- TASK ITEM
Give back the full data, retyped precisely.
··· DATA FOR ANALYSIS ···
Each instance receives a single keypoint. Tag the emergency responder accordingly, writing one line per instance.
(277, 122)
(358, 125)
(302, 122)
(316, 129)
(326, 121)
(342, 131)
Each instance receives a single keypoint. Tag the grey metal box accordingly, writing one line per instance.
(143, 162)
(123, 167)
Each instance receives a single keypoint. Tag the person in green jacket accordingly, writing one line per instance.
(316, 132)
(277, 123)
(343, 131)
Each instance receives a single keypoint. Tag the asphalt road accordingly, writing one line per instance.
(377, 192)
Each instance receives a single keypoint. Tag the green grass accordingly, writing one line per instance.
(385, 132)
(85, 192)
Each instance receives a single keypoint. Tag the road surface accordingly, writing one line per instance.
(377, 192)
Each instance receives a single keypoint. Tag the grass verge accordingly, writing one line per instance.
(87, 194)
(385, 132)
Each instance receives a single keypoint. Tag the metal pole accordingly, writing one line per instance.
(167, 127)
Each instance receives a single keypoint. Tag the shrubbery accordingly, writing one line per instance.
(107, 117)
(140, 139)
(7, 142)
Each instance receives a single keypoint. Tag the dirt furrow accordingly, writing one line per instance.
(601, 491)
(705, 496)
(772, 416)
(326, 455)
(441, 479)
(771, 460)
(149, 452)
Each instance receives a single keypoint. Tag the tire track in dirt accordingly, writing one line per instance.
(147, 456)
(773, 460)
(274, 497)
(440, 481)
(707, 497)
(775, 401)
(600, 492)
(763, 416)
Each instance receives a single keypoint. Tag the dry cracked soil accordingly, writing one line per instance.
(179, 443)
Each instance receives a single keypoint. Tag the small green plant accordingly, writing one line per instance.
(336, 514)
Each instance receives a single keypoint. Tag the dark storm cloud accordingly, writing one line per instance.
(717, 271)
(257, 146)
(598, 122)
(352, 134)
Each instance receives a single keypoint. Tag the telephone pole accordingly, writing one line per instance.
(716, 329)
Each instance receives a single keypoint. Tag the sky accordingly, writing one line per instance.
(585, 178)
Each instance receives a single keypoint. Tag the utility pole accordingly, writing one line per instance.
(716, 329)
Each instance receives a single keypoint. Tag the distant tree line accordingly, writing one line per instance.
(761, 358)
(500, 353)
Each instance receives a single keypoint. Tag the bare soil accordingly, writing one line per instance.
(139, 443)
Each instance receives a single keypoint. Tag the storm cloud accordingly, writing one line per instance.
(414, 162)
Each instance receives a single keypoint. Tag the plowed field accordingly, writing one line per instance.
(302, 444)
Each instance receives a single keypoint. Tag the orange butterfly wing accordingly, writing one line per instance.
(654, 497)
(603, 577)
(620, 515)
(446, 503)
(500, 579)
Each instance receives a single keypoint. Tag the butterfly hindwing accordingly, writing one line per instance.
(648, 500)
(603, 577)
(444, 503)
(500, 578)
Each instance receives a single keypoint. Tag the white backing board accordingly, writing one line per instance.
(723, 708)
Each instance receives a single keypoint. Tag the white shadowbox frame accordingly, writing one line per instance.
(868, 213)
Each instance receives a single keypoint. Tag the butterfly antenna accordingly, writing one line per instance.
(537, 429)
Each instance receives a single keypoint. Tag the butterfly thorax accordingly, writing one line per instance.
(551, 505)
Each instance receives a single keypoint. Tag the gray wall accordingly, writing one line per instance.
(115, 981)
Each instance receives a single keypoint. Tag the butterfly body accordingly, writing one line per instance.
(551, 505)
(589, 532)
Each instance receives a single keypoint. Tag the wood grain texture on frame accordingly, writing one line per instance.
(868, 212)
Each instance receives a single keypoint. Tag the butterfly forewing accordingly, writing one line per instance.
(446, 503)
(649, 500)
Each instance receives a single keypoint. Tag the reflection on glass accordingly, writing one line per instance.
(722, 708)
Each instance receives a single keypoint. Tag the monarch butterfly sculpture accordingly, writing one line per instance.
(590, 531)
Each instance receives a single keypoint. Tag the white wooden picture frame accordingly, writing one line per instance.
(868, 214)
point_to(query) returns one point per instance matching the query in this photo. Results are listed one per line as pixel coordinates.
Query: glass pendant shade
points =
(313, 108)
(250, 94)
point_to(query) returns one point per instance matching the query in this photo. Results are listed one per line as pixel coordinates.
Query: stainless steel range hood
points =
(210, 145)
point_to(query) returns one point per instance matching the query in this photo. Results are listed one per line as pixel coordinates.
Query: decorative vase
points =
···
- SOLUTION
Each instance receives a single keypoint. Tag the emergency responder accordingly, writing one line per instance.
(277, 122)
(358, 125)
(302, 122)
(316, 129)
(326, 121)
(342, 131)
Each instance receives a single keypoint. Tag the grey metal box accordingly, writing one line per instance.
(143, 162)
(123, 167)
Each instance receives a single keypoint. Tag the person in green jacket accordingly, writing one line per instance.
(316, 132)
(277, 123)
(343, 131)
Each instance receives a single keypoint. Tag the asphalt road accordingly, writing one line per instance.
(377, 192)
Each instance receives a single keypoint. Tag the green grass accordingly, writing one line per instance.
(385, 132)
(85, 192)
Each instance receives a single keypoint. Tag the road surface accordingly, writing one line per instance.
(377, 192)
Each instance receives a single keypoint. Tag the grass verge accordingly, writing one line per instance.
(87, 194)
(385, 132)
Each instance receives a single keypoint. Tag the metal pole accordingly, writing one line per instance.
(167, 127)
Each instance receives a single keypoint. Tag the shrubbery accordingly, writing one line per instance.
(107, 117)
(140, 139)
(7, 142)
Each instance receives a single keypoint. Tag the dirt furrow accordingly, writing one line per instance.
(601, 491)
(705, 496)
(772, 416)
(326, 455)
(441, 479)
(771, 460)
(149, 452)
Each instance receives a single keypoint. Tag the tire track in dirt accordingly, writing one line per instance.
(147, 456)
(773, 460)
(274, 497)
(440, 481)
(707, 497)
(775, 401)
(600, 492)
(763, 416)
Each instance receives a single keypoint. Tag the dry cracked soil accordingly, writing one line per instance.
(179, 443)
Each instance receives a single keypoint. Tag the small green plant accordingly, writing one line per instance.
(336, 514)
Each instance receives a single keypoint. Tag the dark storm cloud accordingly, writing one line per instance.
(717, 271)
(257, 146)
(598, 122)
(352, 134)
Each instance receives a single keypoint. Tag the telephone pole accordingly, writing one line per instance.
(716, 329)
Each instance receives a single keypoint. Tag the sky accordingly, writing one line per instance.
(585, 178)
Each instance receives a single keypoint. Tag the utility pole accordingly, writing one line per instance.
(716, 329)
Each instance receives a single keypoint. Tag the distant tree line accordingly, writing one line per instance.
(761, 358)
(500, 353)
Each instance receives a single keypoint. Tag the bare soil accordingly, writing one line per instance.
(139, 443)
Each instance receives a single keypoint. Tag the storm cloud accordingly, writing one line per instance.
(414, 162)
Each instance receives a single keypoint. Tag the plowed field accordingly, writing one line per instance.
(302, 444)
Each instance receives a single keypoint. Tag the orange butterfly wing accordingly, writing one line per instance.
(654, 497)
(603, 577)
(620, 515)
(446, 503)
(500, 579)
Each instance receives a single keypoint. Tag the butterfly hindwing accordingly, writing one line per instance.
(648, 500)
(603, 577)
(444, 503)
(500, 578)
Each instance receives a single keypoint. Tag the white backing board accordingly, writing one line per instance.
(723, 708)
Each instance receives a single keypoint. Tag the white shadowbox frame accordingly, writing one line per instance.
(868, 213)
Each instance receives a single keypoint. Tag the butterfly antenna accordingly, writing one line per instance.
(537, 429)
Each instance receives a single keypoint. Tag the butterfly thorax accordingly, writing one line per instance.
(551, 505)
Each instance receives a single keypoint. Tag the gray wall accordingly, writing one line per instance.
(115, 981)
Each instance receives a single keypoint. Tag the butterfly body accordingly, writing one line per instance.
(551, 505)
(589, 532)
Each instance receives a single keypoint. Tag the wood grain texture on frame accordingly, writing one line per instance.
(868, 212)
Each instance receives a single keypoint. Tag the butterfly forewing accordingly, writing one line per instance.
(446, 503)
(649, 500)
Each instance receives a single keypoint. Tag the reflection on glass accordingly, writing one line per instance.
(722, 708)
Each instance receives a single keypoint. Tag the monarch butterfly sculpture accordingly, writing one line per instance.
(590, 531)
Each instance receives a single keypoint. Tag the white wooden picture frame accordingly, writing one line per instance.
(868, 214)
point_to(query) returns one point per instance matching the query in this photo. Results are listed one per line as pixel coordinates.
Query: glass pendant shade
points =
(313, 108)
(250, 94)
point_to(query) returns one point per instance matching the query in this photo. Results are listed one per line as pixel coordinates.
Query: stainless steel range hood
points =
(210, 145)
point_to(query) returns one point per instance matching the query in this photo. Results are listed one per line as pixel coordinates.
Query: decorative vase
points =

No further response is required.